TEXT -
** BEGIN **

Metadata-Version: 2.4
Name: uplox
Version: 3.0.0
Summary: Compiler front-end generator: grammar source to canonical JSON tables plus C/C++/Python/Lua drivers
Author: uplox developers
License-Expression: GPL-3.0-or-later
Project-URL: Homepage, https://github.com/avwohl/uplox
Project-URL: Repository, https://github.com/avwohl/uplox
Project-URL: Issues, https://github.com/avwohl/uplox/issues
Keywords: compiler,compiler-compiler,parser-generator,lexer-generator,lr1,glr,lalr,yacc,bison,flex
Classifier: Development Status :: 5 - Production/Stable
Classifier: Environment :: Console
Classifier: Intended Audience :: Developers
Classifier: Operating System :: POSIX :: Linux
Classifier: Operating System :: MacOS
Classifier: Programming Language :: Python :: 3
Classifier: Programming Language :: Python :: 3.11
Classifier: Programming Language :: Python :: 3.12
Classifier: Programming Language :: Python :: 3.13
Classifier: Topic :: Software Development :: Compilers
Classifier: Topic :: Software Development :: Code Generators
Classifier: Topic :: Software Development :: Build Tools
Requires-Python: >=3.11
Description-Content-Type: text/markdown
License-File: LICENSE
Provides-Extra: dev
Requires-Dist: pytest>=7.0; extra == "dev"
Requires-Dist: pytest-cov; extra == "dev"
Dynamic: license-file

# uplox

Compiler front-end generator. Consumes a grammar specification and emits:

1. A canonical **JSON bundle** describing the lexer DFA, parser tables, AST schema, and hook points.

** END **

INSTRUCTION 1 -
Decide whether each statement agrees with the uplox package description. Answer yes or no, and quote the words that settle it: (a) The package needs Python 3.11 or later. (b) The package is released under the MIT license. (c) The development status is given as beta.
INSTRUCTION 2 -
Reproduce word for word the stretch of the uplox package description from "Requires-Dist: pytest-cov; extra" through "and hook points.".

PROVIDED INFORMATION -
** BEGIN **

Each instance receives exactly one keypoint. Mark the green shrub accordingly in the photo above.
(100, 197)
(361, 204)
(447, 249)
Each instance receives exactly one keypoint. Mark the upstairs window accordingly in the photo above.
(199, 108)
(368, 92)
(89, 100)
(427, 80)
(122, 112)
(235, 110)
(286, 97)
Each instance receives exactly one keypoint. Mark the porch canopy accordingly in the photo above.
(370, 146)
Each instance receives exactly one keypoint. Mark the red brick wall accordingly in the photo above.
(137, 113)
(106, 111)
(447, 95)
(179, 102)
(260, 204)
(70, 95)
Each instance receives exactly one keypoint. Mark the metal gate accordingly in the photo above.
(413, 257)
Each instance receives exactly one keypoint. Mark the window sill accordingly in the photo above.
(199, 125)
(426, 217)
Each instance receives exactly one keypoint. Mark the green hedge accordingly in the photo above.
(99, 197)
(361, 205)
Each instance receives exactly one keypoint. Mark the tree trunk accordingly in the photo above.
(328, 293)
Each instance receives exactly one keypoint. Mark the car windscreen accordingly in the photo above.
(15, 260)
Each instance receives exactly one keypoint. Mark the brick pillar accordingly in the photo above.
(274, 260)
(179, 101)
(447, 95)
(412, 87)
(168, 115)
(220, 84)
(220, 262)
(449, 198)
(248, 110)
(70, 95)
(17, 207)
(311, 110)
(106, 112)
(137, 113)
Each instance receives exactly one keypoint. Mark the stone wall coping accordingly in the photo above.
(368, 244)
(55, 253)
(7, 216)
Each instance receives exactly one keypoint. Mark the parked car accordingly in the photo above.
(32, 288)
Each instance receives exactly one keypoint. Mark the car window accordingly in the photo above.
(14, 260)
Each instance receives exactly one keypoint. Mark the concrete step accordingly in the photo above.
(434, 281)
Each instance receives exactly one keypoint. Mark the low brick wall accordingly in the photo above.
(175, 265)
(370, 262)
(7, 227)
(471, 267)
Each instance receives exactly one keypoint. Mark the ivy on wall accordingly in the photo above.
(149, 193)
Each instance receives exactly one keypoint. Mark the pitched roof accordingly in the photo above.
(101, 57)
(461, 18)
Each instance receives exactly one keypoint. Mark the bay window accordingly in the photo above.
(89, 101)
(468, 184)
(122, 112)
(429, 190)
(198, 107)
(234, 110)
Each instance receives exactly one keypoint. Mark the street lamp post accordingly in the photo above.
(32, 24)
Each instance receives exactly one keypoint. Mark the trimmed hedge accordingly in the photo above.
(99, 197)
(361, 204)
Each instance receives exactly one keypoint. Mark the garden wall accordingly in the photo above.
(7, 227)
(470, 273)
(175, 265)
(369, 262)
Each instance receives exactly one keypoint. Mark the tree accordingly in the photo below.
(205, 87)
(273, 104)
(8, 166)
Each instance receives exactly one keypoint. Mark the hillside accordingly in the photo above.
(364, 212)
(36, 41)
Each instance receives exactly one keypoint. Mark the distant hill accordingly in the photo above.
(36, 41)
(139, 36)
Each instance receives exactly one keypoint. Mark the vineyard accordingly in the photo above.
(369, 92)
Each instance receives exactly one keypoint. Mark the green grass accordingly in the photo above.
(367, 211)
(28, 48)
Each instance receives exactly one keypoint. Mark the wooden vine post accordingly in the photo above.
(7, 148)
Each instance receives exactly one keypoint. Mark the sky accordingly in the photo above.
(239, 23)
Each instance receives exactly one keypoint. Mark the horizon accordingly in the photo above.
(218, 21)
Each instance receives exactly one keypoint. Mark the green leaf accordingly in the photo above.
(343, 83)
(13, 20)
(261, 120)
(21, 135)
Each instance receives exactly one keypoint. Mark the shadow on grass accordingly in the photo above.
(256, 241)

** END **
** BEGIN **

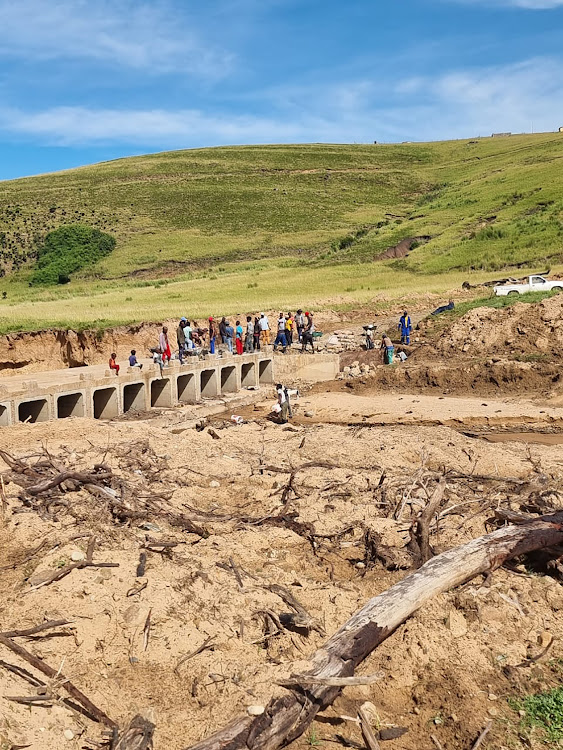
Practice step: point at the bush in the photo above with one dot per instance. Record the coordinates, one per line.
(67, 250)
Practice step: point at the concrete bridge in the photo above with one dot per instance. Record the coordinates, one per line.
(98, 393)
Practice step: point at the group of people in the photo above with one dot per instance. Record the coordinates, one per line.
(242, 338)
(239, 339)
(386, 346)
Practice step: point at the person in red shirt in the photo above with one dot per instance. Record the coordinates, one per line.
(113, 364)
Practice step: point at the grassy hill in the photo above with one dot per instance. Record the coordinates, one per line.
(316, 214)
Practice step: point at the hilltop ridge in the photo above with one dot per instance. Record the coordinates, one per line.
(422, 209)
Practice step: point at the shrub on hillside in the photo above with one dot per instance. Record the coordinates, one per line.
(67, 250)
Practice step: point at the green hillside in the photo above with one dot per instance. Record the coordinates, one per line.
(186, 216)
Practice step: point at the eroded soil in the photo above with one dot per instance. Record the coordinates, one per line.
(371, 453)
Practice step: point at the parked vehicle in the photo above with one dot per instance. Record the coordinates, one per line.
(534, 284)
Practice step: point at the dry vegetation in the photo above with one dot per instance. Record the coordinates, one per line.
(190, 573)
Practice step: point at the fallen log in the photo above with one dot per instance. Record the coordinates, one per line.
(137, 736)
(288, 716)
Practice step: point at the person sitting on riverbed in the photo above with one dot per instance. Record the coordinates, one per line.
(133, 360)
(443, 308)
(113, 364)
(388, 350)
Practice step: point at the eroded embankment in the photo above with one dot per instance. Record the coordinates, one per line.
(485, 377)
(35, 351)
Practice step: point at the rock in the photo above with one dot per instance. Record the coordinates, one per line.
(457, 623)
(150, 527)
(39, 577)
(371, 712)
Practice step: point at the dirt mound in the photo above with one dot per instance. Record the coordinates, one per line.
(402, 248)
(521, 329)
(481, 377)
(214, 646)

** END **
** BEGIN **

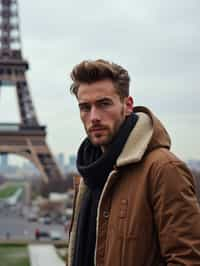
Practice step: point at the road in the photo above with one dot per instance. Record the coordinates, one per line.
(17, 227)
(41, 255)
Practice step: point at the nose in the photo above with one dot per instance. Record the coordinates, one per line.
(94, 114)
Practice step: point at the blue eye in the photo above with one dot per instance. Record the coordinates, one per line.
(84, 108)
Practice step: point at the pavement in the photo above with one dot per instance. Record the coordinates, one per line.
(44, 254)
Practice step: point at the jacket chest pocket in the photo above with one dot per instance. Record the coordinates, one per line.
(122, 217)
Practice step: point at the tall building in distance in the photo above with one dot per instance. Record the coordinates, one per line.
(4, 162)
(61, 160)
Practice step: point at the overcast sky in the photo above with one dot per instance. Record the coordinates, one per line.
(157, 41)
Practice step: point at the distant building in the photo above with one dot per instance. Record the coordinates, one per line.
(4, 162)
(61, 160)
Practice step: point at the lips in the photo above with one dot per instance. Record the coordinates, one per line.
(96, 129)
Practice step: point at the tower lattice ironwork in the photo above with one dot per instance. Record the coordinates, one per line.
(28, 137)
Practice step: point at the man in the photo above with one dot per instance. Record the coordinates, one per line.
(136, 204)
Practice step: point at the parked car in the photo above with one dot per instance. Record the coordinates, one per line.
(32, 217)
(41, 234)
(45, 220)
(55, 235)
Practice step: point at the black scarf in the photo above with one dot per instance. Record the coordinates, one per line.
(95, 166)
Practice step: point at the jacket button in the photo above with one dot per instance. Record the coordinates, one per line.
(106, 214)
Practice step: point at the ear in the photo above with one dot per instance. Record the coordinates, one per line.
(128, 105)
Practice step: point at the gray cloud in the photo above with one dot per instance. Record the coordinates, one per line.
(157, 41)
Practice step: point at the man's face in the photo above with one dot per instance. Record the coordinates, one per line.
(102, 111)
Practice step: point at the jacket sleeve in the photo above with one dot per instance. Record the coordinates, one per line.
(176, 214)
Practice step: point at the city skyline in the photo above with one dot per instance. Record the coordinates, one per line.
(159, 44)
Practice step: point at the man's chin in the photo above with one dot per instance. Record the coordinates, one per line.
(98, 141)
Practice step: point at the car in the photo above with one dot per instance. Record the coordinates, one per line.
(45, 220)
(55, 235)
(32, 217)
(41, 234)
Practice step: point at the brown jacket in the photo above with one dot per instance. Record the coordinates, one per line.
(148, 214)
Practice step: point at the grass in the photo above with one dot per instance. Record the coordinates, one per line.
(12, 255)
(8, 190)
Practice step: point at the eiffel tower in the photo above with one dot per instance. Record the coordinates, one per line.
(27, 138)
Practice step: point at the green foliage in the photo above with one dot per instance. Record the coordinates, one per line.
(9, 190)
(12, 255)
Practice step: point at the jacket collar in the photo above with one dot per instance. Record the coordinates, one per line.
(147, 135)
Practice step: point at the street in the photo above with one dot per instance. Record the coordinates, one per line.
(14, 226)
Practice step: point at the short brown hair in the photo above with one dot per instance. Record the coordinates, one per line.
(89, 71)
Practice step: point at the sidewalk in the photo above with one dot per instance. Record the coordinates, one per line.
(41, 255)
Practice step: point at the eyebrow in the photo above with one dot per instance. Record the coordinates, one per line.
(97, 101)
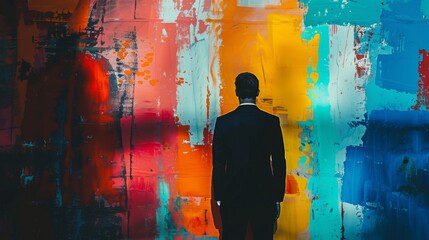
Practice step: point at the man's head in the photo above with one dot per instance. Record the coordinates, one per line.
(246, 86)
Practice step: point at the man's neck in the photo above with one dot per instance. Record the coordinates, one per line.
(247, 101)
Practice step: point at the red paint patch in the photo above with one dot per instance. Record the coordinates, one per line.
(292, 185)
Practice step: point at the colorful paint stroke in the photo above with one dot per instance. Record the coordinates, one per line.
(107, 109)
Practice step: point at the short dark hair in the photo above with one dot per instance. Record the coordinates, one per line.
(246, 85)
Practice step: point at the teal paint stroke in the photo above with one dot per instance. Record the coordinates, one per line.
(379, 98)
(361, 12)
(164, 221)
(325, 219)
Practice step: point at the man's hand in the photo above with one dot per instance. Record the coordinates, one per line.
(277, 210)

** END **

CORRECT OUTPUT 1 -
(a) Yes: "Requires-Python: >=3.11"
(b) No: "License-Expression: GPL-3.0-or-later"
(c) No: "Development Status :: 5 - Production/Stable"

CORRECT OUTPUT 2 -
Requires-Dist: pytest-cov; extra == "dev"
Dynamic: license-file

# uplox

Compiler front-end generator. Consumes a grammar specification and emits:

1. A canonical **JSON bundle** describing the lexer DFA, parser tables, AST schema, and hook points.